# steroids and work random drug test :(



## biglad90 (Oct 20, 2010)

my work place is deciding to bring in random drugs tetsings, there was no mention of steroids though, or how they are going to test i.e breathe, urine etc

i want to know what the legal status on steroids atm, as it is very brief, and what tests will show up any gear if i decide to start another cycle

i believe they are going to be testing urine and breath.

cheers


----------



## Matty-boy (Jan 9, 2012)

Sounds more like a test for the usual recreational drugs. I'd have thought only a blood test would show aas usage through elevated Testosterone levels which would be quite expensive for a company to do for everyone.

I guess you can always fall back on saying you have used pro-hormones as these are legal if anything does show up.

Who do you work for?


----------



## Alex The Kid (Feb 21, 2008)

I doubt they will be testing for test it's more like canabis speed class A


----------



## onthebuild (Sep 3, 2011)

To test for steroids the sample is opened and placed in a gas chromatograph for thermoionic specific detection and flame ionization detection. Unless your workplace has access to/ is willing to pay the price for such a test, I think your safe!

It will be for reccys im pretty sure.


----------



## GreedyBen (Mar 8, 2011)

They will only be testing for recreational drugs and strong prescription painkillers etc.


----------



## lxm (Jul 26, 2011)

it will be a p1ss 5 panel drug test (for recreational) they dont test for anabolic steroids

Unless your working in strict industries where it would be hair folical (placed in a GMS machine) where it can detect and break down all the metabolites and detect everythign under the sun!


----------



## biglad90 (Oct 20, 2010)

they asked for any previous drug use

i said steroids, but decca can stay in your system for 18months.........so they said you will be random drugs tested still but if any anabolic steroids show up we will give you an 18 month amnesty 

winning!!

im guna look further into this too

nice one fellas


----------



## lxm (Jul 26, 2011)

Mate, listen... Im going to be confident here and say they are not testing for steriods... basic random p1ss tests they dont test for them (steriods)

whats your line of work, that will give a clue as to what type of test its going to be, Reason they use p1ss tests random as it can track back 4-6 days maximum.


----------



## biglad90 (Oct 20, 2010)

I work in a warehouse for a supermarket, not really strict if you ask me.

Lol

The other lads at work who are on steriods arent bothered


----------



## DELxxxBOY (Oct 6, 2011)

Dont worry mate they do them at my work aswell i had one before i started and was on tbol... Nothing showed up. As said above its only for reccy drugs mate dont worry


----------



## biglad90 (Oct 20, 2010)

Thanks a lot

I'm going to go back on anyway

At least I have 18 months 

Cycle starts Monday then


----------



## VanillaFace (Aug 15, 2012)

biglad90 said:


> I work in a warehouse for a supermarket, not really strict if you ask me.
> 
> Lol
> 
> The other lads at work who are on steriods arent bothered


Is that DFDS for Sainsburys?


----------



## Mez (Jul 31, 2012)

Asda are starting it as well, I've gotta brief people about it and offer support/amnesty.


----------



## MrM (Feb 6, 2012)

-- -- --

Output the stretch of the thread on workplace drug testing from "nice one fellas" through "4-6 days maximum.", reproducing it word for word.

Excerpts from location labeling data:
-- -- --

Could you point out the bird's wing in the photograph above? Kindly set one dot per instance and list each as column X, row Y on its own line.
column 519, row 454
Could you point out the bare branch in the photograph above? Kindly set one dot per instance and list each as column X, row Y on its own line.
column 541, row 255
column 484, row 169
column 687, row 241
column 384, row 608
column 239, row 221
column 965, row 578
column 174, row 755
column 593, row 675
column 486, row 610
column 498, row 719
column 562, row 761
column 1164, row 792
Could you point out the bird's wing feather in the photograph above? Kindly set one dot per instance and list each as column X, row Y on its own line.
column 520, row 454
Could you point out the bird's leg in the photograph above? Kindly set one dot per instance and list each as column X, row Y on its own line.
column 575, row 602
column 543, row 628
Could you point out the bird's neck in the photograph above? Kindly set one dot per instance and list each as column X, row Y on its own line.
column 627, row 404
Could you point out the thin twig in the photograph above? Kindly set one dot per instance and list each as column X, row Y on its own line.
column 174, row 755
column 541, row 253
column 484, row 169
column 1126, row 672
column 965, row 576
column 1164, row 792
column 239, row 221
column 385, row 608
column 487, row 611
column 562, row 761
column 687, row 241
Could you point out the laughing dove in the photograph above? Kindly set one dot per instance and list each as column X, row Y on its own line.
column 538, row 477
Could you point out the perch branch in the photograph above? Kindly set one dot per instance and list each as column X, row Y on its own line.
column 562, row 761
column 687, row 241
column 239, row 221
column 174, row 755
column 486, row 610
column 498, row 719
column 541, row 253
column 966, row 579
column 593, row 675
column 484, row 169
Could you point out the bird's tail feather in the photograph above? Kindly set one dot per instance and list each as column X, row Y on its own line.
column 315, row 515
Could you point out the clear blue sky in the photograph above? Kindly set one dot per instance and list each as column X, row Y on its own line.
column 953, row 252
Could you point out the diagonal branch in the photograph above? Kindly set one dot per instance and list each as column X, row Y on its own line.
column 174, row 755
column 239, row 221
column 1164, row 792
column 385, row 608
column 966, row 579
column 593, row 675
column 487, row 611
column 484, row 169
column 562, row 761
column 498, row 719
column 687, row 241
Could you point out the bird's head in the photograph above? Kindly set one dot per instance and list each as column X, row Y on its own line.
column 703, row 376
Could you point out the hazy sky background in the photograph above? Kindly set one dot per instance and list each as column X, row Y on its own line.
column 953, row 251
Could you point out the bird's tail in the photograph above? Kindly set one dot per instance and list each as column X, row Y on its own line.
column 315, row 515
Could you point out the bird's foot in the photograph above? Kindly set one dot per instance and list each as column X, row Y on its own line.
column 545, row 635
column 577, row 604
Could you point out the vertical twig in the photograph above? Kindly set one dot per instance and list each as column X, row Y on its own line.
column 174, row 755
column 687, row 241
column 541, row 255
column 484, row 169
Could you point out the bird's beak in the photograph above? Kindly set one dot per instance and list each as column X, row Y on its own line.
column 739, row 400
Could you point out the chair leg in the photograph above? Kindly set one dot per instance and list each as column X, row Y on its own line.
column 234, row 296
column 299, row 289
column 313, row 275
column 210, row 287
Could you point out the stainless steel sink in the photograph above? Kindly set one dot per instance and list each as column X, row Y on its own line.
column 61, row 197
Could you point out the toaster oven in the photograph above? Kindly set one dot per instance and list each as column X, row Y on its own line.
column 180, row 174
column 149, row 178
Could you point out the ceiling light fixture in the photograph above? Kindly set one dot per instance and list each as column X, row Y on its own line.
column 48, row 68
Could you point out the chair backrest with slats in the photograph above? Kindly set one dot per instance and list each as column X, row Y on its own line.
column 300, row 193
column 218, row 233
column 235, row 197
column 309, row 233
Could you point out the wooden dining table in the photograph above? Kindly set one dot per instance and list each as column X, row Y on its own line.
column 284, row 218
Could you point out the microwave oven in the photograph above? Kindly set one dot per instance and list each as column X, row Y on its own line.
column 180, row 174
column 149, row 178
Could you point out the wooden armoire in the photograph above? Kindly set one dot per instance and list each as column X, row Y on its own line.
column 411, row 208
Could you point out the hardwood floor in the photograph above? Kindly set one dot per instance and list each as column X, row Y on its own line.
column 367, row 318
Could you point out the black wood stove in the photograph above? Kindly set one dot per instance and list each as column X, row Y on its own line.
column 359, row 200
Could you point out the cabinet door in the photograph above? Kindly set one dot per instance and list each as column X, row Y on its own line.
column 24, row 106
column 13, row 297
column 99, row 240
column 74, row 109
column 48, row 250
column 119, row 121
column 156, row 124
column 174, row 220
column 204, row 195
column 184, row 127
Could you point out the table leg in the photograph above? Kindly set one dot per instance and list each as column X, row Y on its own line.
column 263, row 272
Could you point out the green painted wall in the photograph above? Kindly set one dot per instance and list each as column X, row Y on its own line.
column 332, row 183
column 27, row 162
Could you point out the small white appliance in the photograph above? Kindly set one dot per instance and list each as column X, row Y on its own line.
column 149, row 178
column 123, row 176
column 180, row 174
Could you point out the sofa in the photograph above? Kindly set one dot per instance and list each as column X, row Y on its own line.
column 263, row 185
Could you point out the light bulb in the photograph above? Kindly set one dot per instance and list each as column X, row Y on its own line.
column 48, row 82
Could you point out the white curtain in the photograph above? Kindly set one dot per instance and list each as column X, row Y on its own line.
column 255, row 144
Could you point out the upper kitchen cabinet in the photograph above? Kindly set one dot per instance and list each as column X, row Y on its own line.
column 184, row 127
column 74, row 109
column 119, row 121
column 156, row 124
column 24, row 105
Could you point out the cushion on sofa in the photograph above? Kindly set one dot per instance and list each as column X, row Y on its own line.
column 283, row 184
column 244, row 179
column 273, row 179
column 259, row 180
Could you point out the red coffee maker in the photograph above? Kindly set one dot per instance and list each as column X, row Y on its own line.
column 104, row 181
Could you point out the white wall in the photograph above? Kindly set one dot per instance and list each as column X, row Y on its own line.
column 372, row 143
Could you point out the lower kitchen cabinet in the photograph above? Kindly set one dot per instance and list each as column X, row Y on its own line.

-- -- --

Correct response:
nice one fellas


----------



## lxm (Jul 26, 2011)

Mate, listen... Im going to be confident here and say they are not testing for steriods... basic random p1ss tests they dont test for them (steriods)

whats your line of work, that will give a clue as to what type of test its going to be, Reason they use p1ss tests random as it can track back 4-6 days maximum.